## Written task 1:
Quote every one of the point-labeling entries below, line for line, with nothing changed.

## Page extract:
◇ ◇ ◇
Helps propagate gradients easier and speeds up learning.

class AddAndNorm(nn.Module):
    def __init__(self, d_model):
        super(AddAndNorm, self).__init__()
        
        self.layer_norm=nn.LayerNorm(d_model)

    def forward(self, x, residual):
        return self.layer_norm(x+residual)

Position-wise Feed Forward layer

In addition to attention sub-layers, each of the layers in our encoder and decoder contains a fully connected feed-forward network, which is applied to each position separately and identically. This consists of two linear transformations with a ReLU activation in between.

Image(filename='images/feed_forward_net_equation.jpg', width=400)

While the linear transformations are the same across different positions, they use different parameters from layer to layer. Another way of describing this is as two convolutions with kernel size 1. The dimensionality of input and output is dmodel = 512, and the inner-layer has dimensionality dff = 2048.

class PositionWiseFeedForwardNet(nn.Module):
    def __init__(self, d_model, d_ff):
        super(PositionWiseFeedForwardNet, self).__init__()
        self.w_1 = nn.Linear(d_model, d_ff)
        self.w_2 = nn.Linear(d_ff, d_model)

        # Optional Dropout (not mentioned in the paper)
        self.dropout = nn.Dropout(0.1)

    def forward(self, x):
        return self.w_2(self.dropout(torch.relu(self.w_1(x))))

Multi Head Attention Layer

Core of the transformer is the attention mechanism which enables creating modified word representations (attention representations) that take into account the word’s meaning in relation to other words in a sequence (e.g. the word “bank” can represent a financial institution or a land along the edge of a river as in “river bank”). Depending on how we think about a word we may choose to represent it differently. This transcends the limits of traditional word embeddings.

Scaled Dot Product Attention Layer

This is not meant to be an attention tutorial but I will just briefly give an intuitive reasoning on how does attention accomplish its task of creating context based embeddings of words.

ATTENTION MECHANISM STEPS:
1. Obtain a regular word embedding for each word in a sequence.
2. With learnable linear layers create query(q), key(k) and value(v) representations for each word. You can think of these intuitively as follows:
- Query represents a representations of a question you get to ask about that word.
- Key represents a representation of an answer w.r.t the question.
- Value represents a word representations that we will weigh with attention weights computed in the following steps.
◇ ◇ ◇
## Data provided:
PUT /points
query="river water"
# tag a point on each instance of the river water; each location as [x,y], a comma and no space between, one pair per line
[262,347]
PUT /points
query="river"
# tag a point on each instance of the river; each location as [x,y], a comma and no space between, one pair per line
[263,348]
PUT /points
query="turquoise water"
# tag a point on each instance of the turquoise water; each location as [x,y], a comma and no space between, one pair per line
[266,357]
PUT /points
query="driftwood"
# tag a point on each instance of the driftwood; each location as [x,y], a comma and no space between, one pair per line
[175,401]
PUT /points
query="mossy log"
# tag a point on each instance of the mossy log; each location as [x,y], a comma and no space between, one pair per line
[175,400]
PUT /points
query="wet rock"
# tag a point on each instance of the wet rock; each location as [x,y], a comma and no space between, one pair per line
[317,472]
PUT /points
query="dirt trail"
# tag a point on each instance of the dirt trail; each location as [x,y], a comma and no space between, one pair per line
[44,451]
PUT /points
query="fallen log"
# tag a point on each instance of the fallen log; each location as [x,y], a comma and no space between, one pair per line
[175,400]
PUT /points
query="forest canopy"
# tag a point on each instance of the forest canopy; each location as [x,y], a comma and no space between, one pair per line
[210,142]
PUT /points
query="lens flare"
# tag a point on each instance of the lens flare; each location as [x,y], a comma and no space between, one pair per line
◇ ◇ ◇
## Written task 2:
Write what comes next in the transformer code walkthrough above, starting right after its last line.

## Task response 1:
PUT /points
query="river water"
# tag a point on each instance of the river water; each location as [x,y], a comma and no space between, one pair per line
[262,347]
PUT /points
query="river"
# tag a point on each instance of the river; each location as [x,y], a comma and no space between, one pair per line
[263,348]
PUT /points
query="turquoise water"
# tag a point on each instance of the turquoise water; each location as [x,y], a comma and no space between, one pair per line
[266,357]
PUT /points
query="driftwood"
# tag a point on each instance of the driftwood; each location as [x,y], a comma and no space between, one pair per line
[175,401]
PUT /points
query="mossy log"
# tag a point on each instance of the mossy log; each location as [x,y], a comma and no space between, one pair per line
[175,400]
PUT /points
query="wet rock"
# tag a point on each instance of the wet rock; each location as [x,y], a comma and no space between, one pair per line
[317,472]
PUT /points
query="dirt trail"
# tag a point on each instance of the dirt trail; each location as [x,y], a comma and no space between, one pair per line
[44,451]
PUT /points
query="fallen log"
# tag a point on each instance of the fallen log; each location as [x,y], a comma and no space between, one pair per line
[175,400]
PUT /points
query="forest canopy"
# tag a point on each instance of the forest canopy; each location as [x,y], a comma and no space between, one pair per line
[210,142]
PUT /points
query="lens flare"
# tag a point on each instance of the lens flare; each location as [x,y], a comma and no space between, one pair per line

## Task response 2:
3. For each word’s query calculate the match with each key using a dot product (this dot product produces the attention weight, therefore dot product that produces a greater value signals that there is an important connection between those words that is important for understanding (and to which we should pay attention to), e.g the river bank analogy I used before).
4. Once we have all the attention weights between pairs of queries and keys we apply softmax to restrict the attention weight values to [0,1] range.
5. Finally, to get an attention representation for a word we multiply attention weights (which came from this word’s query and all the keys) with each word’s value representation and sum all of them.

This will yield a word representation that is aware of its context.

PARALLELIZATION

When parallelized and batched all of this can be condensed to the following formula:

Image(filename='images/attention_equation.jpg', width=400)

The division by the square root of the model dimension is justified by: We suspect that for large model dimensions, the dot products grow large in magnitude, pushing the softmax function into regions where it has extremely small gradients. To counteract this effect, we scale the dot products by 1/sqrt(model_dimension)

MASKING

One thing missing from the formula is the mask that is applied before softmax inside the attention mechanism. When applied, the mask sets all values that correspond to unwanted connections to minus infinity.

There are two types used:
- Padding mask
- Lookahead mask.

Padding mask prevents the attention mechanism inside the encoder to pay attention to padding tokens. Lookahead mask, used in the decoder, additionally prevents attending to positions over the current position.

When implemented in code it looks like this:

Image(filename='images/scaled_dot_product_attention.jpg')

class ScaledDotProductAttention(nn.Module):
    def __init__(self, d_head):
        super(ScaledDotProductAttention, self).__init__()

        self.d_head = d_head

        # Optional dropout (not mentioned in the paper)
        self.attention_dropout = nn.Dropout(p=0.1)

    def forward(self, q, k, v, mask=None):
        # q, k, v dims: (batch_size, n_heads, seq_len, d_head)

        attention_weights = torch.matmul(q, k.transpose(-2, -1))  # (batch_size, n_heads, seq_len, seq_len)
        scaled_attention_weights = attention_weights / math.sqrt(self.d_head)  # (batch_size, n_heads, seq_len, seq_len)

        if mask is not None:
            scaled_attention_weights = scaled_attention_weights.masked_fill(mask == 0, float('-inf')) # (batch_size, n_heads, seq_len, seq_len)

        # Apply softmax over the last dimension which corresponds to attention weights for a key 
        scaled_attention_weights = nn.functional.softmax(scaled_attention_weights, dim=-1) # (batch_size, n_heads, seq_len, seq_len)

        # Optional dropout (not mentioned in the paper)
        scaled_attention_weights = self.attention_dropout(scaled_attention_weights) # (batch_size, n_heads, seq_len, seq_len)

        weighted_v = torch.matmul(scaled_attention_weights, v) # (batch_size, n_heads, seq_len, d_head)

        return weighted_v

Multi Head Attention

It was found beneficial to project input to different Qs, Ks and Vs n_head times. This way each head projects to a smaller dimension equal to d_model / d_head in order to keep the computational complexity the same. Intuitively this enables the network to ask more questions with different queries. In other words it gives multiple representation subspaces. It can also be thought of as a for loop over the attention mechanism. Also notice an additional linear layer W0

Image(filename='images/multihead_attention_equation.jpg', width=800)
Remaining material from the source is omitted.